*Your task:* Quote the records below word for word, please, from the very first line through the one that contains "Target: dark green foliage", and nothing beyond it.

[Stored items]
+-------+
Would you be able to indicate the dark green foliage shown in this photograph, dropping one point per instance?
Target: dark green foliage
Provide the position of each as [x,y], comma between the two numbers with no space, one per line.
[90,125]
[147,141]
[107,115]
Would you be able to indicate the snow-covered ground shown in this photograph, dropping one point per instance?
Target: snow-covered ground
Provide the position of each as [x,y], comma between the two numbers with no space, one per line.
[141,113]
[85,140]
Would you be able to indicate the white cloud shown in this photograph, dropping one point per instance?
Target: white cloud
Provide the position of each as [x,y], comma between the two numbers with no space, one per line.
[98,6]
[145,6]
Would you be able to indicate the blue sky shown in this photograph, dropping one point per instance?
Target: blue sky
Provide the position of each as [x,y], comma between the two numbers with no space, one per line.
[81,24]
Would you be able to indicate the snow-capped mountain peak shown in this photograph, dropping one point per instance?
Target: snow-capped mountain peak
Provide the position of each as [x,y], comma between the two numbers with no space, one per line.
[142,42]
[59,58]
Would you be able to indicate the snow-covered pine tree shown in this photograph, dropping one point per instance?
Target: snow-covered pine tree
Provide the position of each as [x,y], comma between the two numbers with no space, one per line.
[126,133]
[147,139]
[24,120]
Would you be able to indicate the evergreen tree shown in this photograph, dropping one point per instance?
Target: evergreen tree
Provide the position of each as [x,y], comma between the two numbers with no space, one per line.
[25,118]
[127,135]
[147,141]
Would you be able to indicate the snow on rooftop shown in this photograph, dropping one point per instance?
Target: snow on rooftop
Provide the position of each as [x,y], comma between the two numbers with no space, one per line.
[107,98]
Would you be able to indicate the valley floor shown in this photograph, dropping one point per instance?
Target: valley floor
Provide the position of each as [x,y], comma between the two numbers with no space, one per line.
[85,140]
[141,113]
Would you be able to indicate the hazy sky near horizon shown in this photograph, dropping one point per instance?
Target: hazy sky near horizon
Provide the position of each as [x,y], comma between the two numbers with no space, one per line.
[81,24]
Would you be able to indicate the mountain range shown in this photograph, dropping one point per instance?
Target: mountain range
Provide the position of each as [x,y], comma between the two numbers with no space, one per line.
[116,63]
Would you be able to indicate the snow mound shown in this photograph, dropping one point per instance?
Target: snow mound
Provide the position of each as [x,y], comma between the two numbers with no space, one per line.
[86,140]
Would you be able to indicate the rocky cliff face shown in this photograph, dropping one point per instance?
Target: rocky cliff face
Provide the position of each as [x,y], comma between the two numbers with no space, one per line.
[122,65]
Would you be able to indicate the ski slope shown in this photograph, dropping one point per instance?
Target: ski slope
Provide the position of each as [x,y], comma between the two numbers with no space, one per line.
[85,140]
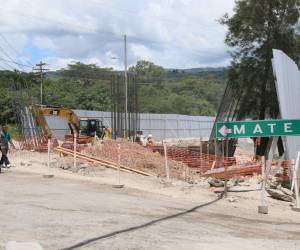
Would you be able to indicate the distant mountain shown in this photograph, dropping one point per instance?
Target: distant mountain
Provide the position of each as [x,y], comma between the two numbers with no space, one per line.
[219,72]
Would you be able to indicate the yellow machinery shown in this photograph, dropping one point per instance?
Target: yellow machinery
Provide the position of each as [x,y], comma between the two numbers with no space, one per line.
[82,127]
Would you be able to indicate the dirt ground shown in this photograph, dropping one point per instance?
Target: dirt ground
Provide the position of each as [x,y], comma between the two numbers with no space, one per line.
[83,211]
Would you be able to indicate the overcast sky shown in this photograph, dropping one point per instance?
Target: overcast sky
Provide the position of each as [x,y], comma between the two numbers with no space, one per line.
[171,33]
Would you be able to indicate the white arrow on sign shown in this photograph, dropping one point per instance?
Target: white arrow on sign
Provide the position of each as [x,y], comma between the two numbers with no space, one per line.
[224,131]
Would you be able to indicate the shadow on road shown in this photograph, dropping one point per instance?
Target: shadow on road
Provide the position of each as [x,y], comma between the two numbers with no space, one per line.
[130,229]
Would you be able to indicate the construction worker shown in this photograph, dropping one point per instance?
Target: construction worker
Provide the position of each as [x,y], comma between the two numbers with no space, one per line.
[150,141]
[5,139]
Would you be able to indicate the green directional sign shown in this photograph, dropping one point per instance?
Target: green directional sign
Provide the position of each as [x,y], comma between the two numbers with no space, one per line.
[257,128]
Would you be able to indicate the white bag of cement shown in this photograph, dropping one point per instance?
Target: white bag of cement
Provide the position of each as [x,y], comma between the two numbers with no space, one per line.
[13,245]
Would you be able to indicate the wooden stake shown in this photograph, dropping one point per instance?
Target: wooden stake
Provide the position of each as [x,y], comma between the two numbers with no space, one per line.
[166,162]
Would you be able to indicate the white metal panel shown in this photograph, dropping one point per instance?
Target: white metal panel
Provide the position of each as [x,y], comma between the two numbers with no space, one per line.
[288,91]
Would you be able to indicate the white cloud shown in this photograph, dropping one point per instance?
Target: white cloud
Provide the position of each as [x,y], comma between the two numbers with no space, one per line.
[181,33]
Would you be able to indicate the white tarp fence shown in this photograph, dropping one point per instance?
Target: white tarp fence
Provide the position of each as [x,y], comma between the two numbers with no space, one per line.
[161,126]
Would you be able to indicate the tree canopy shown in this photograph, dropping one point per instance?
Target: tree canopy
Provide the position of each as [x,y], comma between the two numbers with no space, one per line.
[255,28]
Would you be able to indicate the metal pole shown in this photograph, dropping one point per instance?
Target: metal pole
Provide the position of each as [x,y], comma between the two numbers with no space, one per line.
[119,163]
[119,185]
[263,208]
[295,182]
[48,175]
[41,83]
[200,151]
[75,151]
[126,83]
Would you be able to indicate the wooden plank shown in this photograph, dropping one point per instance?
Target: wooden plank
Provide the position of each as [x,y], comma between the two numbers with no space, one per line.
[111,164]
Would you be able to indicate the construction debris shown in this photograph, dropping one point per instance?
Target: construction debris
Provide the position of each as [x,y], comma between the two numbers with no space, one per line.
[279,195]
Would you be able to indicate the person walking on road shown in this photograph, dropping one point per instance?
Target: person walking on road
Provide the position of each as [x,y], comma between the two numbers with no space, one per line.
[5,139]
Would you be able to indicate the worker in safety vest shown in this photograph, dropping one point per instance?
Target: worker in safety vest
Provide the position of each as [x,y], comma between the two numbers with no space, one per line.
[5,139]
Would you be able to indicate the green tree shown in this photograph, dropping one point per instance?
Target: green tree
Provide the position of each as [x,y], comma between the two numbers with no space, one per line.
[148,71]
[257,27]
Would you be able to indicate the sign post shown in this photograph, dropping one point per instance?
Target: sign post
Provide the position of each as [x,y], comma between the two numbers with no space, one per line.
[261,128]
[257,128]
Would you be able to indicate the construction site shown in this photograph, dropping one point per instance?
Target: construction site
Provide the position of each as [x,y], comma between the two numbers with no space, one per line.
[134,176]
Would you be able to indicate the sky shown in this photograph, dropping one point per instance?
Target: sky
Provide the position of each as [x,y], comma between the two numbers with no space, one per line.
[172,33]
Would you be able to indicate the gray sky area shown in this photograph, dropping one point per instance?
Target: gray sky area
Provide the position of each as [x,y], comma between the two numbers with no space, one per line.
[171,33]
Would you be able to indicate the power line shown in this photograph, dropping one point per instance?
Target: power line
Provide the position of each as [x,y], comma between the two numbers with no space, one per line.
[8,65]
[19,64]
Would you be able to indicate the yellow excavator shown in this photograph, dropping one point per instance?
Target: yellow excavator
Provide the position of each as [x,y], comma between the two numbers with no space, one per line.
[83,128]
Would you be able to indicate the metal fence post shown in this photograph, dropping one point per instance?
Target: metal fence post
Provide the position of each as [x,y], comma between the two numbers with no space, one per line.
[119,185]
[263,208]
[295,183]
[166,161]
[75,151]
[48,175]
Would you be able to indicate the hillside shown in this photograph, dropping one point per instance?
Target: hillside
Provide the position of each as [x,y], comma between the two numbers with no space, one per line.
[189,91]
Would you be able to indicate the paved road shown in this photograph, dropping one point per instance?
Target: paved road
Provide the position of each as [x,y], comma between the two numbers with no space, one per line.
[70,214]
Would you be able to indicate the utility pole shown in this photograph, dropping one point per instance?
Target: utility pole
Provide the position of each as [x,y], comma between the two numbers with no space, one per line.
[126,86]
[41,71]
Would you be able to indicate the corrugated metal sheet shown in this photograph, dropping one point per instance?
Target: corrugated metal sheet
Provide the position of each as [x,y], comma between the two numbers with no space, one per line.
[287,77]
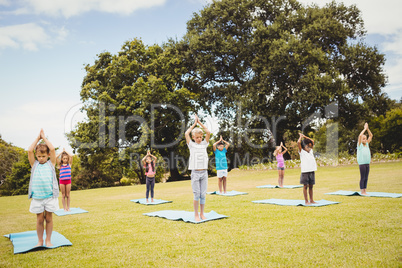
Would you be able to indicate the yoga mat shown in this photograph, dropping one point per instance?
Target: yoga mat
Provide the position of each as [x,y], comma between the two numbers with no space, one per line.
[372,194]
[26,241]
[231,193]
[143,201]
[186,216]
[284,187]
[61,211]
[290,202]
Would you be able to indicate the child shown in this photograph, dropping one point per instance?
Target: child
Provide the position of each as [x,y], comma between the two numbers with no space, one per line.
[364,157]
[221,162]
[281,163]
[308,166]
[43,187]
[149,164]
[198,164]
[64,165]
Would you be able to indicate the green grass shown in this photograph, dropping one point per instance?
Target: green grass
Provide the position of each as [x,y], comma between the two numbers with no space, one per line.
[358,232]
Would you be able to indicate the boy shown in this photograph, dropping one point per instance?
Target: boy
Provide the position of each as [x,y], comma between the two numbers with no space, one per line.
[198,164]
[43,187]
[221,162]
[308,166]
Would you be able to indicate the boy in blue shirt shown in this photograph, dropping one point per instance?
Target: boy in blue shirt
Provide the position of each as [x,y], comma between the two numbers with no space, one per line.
[43,186]
[221,162]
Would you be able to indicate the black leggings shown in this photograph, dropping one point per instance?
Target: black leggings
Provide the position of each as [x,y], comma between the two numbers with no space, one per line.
[364,171]
[150,186]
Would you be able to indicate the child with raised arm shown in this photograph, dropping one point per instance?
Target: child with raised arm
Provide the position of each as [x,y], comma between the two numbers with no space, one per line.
[64,164]
[220,148]
[278,153]
[364,157]
[149,164]
[198,164]
[43,186]
[308,167]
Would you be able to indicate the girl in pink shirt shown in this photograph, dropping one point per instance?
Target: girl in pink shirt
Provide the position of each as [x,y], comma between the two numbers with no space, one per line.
[149,165]
[281,163]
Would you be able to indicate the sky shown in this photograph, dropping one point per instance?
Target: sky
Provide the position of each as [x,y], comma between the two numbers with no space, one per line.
[45,44]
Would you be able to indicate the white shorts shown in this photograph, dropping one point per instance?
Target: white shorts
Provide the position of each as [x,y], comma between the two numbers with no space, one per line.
[222,173]
[50,204]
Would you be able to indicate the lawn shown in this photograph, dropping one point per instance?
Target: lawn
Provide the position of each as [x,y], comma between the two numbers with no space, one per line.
[358,232]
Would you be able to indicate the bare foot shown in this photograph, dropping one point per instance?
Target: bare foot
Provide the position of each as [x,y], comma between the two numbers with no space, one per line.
[40,244]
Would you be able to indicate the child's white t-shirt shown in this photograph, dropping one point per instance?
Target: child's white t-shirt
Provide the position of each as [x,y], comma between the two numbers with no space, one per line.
[307,160]
[198,155]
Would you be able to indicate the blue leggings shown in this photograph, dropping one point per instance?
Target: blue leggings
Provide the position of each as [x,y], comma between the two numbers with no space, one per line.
[150,186]
[364,171]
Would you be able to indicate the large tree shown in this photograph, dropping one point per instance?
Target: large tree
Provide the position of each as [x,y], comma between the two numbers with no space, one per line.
[278,57]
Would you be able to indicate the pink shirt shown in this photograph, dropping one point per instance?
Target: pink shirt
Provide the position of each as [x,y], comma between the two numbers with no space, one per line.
[281,161]
[150,172]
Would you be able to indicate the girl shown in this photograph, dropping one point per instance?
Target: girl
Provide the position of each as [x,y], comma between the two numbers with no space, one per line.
[64,164]
[281,163]
[364,157]
[149,164]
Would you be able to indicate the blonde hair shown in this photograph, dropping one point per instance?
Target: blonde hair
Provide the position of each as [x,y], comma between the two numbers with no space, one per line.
[196,131]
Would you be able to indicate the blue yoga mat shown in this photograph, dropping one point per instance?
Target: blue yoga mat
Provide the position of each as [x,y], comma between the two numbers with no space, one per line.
[143,201]
[372,194]
[61,211]
[284,187]
[26,241]
[186,216]
[290,202]
[231,193]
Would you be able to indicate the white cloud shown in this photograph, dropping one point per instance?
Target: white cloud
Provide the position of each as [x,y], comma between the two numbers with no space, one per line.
[26,120]
[29,36]
[70,8]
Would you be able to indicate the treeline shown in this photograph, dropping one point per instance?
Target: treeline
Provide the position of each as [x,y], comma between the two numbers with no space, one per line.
[265,69]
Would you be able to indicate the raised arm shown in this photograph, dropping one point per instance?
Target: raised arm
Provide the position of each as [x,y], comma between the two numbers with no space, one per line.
[207,132]
[227,144]
[70,157]
[214,145]
[52,150]
[31,155]
[299,141]
[370,135]
[284,151]
[188,131]
[362,133]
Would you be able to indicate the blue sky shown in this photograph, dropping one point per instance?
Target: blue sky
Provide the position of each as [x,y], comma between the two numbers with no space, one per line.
[44,45]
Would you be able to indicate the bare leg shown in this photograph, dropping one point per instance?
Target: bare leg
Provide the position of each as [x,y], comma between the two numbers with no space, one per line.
[196,216]
[40,218]
[49,228]
[202,206]
[63,195]
[310,191]
[68,190]
[305,194]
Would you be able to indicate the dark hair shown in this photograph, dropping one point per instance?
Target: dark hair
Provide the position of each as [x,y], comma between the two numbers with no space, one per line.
[42,148]
[307,142]
[152,164]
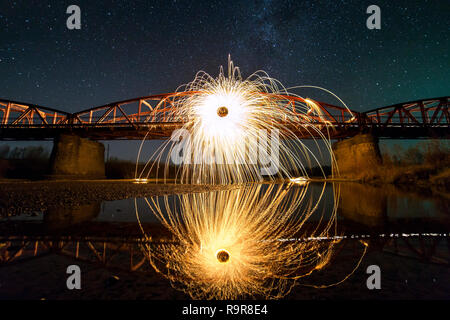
+-------+
*Solution:*
Would you be able to indicate the dark green foliage shown in this photograph, dropping one point per instance?
Target: dark green foliage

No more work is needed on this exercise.